#### WHAT THE EXERCISE ASKS:
Copy each line below that includes "fireplace".
((
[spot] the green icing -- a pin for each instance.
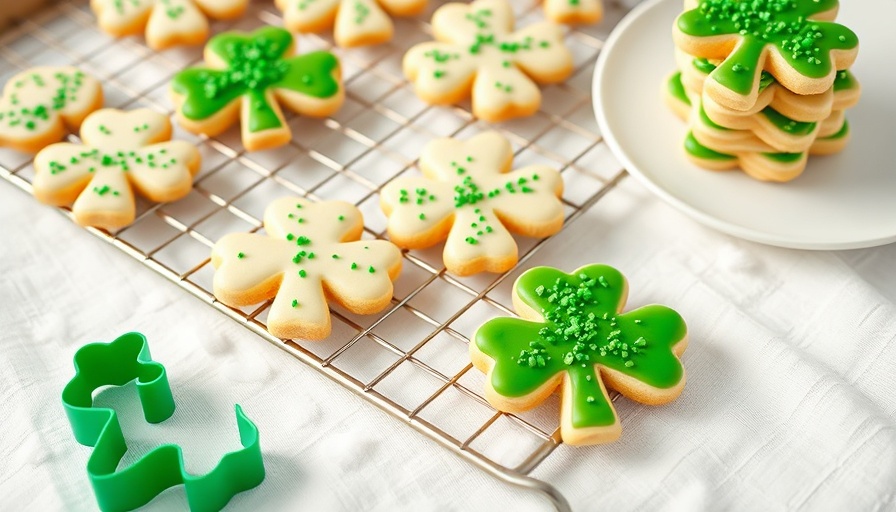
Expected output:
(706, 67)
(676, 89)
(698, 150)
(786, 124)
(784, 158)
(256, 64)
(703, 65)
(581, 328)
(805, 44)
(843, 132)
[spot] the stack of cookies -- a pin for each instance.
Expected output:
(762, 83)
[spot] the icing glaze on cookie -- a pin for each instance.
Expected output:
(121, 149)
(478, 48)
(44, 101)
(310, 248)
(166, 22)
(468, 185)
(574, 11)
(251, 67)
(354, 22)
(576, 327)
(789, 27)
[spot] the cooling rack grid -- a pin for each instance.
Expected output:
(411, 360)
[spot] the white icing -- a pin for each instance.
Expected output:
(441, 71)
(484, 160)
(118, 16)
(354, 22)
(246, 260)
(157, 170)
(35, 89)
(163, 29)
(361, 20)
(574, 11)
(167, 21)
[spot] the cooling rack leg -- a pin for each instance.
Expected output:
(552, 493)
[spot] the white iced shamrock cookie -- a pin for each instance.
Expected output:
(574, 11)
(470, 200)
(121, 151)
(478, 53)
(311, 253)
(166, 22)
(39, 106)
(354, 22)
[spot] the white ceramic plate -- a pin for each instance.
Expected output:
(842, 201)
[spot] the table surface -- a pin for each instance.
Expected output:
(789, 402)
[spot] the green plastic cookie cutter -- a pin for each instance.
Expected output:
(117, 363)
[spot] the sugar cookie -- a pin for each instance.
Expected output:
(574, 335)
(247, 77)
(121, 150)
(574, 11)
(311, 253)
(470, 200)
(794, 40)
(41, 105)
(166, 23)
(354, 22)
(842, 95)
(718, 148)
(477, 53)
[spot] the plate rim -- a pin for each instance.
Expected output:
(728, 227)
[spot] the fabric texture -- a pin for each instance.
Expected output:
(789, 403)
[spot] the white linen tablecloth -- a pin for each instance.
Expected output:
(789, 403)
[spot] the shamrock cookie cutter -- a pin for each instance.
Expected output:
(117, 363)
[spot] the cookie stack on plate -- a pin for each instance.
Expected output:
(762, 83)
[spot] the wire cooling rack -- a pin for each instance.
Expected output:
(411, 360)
))
((
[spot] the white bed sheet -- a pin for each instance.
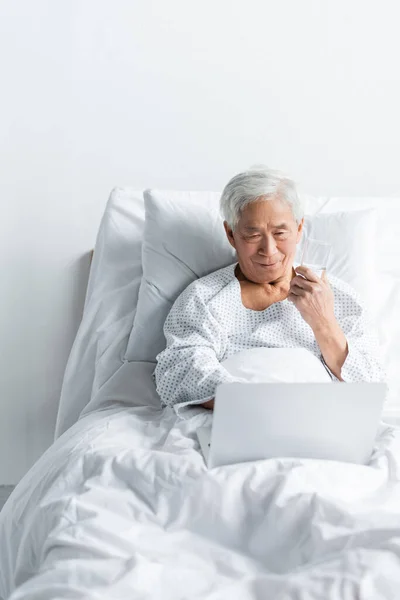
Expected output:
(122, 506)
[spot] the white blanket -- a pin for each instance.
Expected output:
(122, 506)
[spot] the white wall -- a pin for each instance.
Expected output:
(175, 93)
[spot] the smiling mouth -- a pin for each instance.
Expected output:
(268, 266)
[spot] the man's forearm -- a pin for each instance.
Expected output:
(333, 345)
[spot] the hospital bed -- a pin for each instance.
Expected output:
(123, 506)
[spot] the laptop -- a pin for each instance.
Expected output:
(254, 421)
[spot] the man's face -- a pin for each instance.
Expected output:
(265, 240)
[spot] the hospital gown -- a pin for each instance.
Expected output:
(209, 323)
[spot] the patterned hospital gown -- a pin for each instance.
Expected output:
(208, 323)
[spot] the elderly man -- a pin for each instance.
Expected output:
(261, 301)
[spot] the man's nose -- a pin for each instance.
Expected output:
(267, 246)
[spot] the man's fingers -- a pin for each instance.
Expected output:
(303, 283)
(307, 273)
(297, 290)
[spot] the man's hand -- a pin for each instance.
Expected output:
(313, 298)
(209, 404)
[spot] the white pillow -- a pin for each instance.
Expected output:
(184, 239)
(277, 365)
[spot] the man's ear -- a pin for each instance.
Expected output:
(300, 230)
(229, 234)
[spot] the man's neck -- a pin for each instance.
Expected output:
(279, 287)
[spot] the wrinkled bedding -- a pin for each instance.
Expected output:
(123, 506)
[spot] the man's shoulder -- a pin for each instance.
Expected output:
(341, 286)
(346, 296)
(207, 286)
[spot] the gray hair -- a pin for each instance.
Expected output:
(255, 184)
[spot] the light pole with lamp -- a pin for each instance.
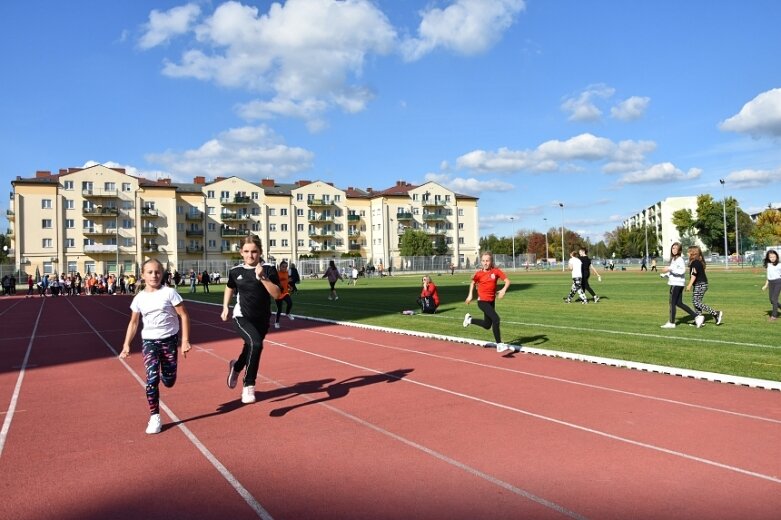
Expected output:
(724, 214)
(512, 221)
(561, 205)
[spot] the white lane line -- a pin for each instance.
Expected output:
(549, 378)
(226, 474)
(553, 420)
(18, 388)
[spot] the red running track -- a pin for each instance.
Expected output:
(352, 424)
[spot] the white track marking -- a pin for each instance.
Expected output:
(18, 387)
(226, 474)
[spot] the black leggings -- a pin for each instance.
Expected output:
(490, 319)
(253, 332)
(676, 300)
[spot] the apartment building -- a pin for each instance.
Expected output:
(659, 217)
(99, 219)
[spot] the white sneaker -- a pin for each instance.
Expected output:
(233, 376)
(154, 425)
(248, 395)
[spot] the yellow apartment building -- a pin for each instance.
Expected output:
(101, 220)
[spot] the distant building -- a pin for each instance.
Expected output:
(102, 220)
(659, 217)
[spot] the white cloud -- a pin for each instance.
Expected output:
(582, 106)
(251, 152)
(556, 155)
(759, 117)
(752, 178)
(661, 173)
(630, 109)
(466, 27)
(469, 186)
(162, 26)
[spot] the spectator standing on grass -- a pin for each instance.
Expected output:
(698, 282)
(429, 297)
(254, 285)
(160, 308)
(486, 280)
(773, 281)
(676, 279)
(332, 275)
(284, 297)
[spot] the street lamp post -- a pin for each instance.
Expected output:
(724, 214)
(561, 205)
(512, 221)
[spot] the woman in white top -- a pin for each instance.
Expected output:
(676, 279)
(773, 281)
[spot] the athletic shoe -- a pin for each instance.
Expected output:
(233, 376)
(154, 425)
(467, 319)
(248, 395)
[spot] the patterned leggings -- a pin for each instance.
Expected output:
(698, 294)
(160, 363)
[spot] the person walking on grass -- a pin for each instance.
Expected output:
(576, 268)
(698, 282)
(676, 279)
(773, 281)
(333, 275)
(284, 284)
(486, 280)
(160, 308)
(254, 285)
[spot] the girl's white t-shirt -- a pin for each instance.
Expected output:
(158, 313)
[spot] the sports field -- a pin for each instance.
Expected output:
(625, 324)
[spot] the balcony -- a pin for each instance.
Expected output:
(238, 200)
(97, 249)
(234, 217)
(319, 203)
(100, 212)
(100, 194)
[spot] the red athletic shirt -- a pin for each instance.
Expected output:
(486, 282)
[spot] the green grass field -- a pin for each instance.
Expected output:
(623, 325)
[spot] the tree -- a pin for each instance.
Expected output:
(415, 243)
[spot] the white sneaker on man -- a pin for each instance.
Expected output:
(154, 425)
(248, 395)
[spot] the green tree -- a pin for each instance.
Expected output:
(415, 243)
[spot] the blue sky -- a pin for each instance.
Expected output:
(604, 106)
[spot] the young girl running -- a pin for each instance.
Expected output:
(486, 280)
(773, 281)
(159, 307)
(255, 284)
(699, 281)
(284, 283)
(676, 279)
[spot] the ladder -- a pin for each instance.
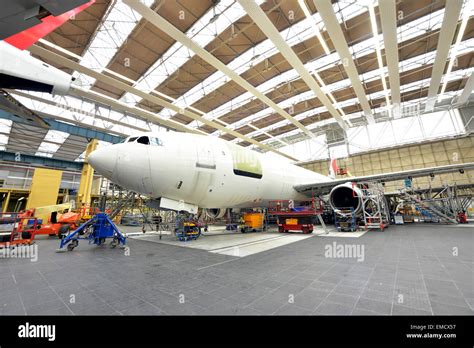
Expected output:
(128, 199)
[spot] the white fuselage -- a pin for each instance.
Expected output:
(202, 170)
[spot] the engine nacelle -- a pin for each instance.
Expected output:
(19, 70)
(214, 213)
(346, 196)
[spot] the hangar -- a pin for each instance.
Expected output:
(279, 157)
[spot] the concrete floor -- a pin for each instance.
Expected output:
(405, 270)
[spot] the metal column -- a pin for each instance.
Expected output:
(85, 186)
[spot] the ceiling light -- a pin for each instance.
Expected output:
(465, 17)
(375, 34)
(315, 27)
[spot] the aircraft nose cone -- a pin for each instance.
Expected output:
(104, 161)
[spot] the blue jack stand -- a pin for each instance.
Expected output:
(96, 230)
))
((
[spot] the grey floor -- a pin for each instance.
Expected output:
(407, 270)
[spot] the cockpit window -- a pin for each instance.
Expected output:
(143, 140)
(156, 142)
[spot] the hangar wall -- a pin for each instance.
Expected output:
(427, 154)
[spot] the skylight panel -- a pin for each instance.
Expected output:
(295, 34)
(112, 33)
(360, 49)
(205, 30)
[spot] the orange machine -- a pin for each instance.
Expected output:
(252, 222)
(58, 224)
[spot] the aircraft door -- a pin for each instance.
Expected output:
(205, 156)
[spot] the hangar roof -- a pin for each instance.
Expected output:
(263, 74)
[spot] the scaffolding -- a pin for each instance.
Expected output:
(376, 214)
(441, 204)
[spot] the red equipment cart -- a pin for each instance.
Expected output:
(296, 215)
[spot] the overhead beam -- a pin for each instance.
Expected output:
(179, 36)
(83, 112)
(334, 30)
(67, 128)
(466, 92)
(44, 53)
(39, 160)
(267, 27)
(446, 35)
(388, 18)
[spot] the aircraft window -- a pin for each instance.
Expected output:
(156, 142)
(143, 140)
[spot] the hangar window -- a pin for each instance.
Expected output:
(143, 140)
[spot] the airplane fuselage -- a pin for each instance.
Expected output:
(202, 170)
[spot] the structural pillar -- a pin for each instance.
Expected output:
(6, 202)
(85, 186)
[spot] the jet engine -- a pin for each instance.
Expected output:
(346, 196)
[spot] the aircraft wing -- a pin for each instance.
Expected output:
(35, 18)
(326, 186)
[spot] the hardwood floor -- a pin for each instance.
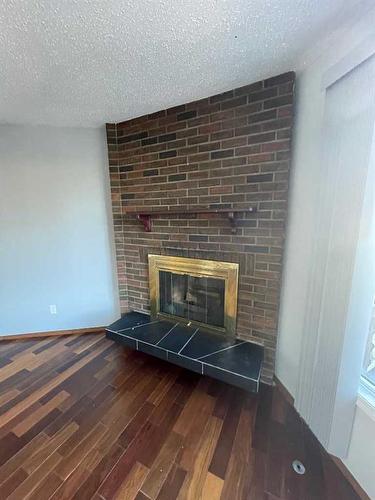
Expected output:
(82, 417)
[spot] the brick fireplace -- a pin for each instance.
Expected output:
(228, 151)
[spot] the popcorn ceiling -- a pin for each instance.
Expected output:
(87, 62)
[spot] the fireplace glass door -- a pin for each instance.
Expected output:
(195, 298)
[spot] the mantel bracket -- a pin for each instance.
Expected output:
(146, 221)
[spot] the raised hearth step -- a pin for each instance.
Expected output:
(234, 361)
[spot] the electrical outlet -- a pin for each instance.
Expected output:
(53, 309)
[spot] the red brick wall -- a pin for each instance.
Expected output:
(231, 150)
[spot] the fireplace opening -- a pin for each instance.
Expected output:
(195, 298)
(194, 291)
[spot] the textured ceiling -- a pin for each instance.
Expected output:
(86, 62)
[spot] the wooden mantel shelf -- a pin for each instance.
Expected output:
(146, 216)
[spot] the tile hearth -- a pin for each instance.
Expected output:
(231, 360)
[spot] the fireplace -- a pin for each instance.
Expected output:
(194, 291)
))
#### SOLUTION:
[spot] the brick fireplace -- a pin for each instance.
[spot] the fireplace glass door -- a pin for each instance.
[spot] the fireplace opening -- a pin for each instance.
[spot] the fireplace -- a pin for each instance.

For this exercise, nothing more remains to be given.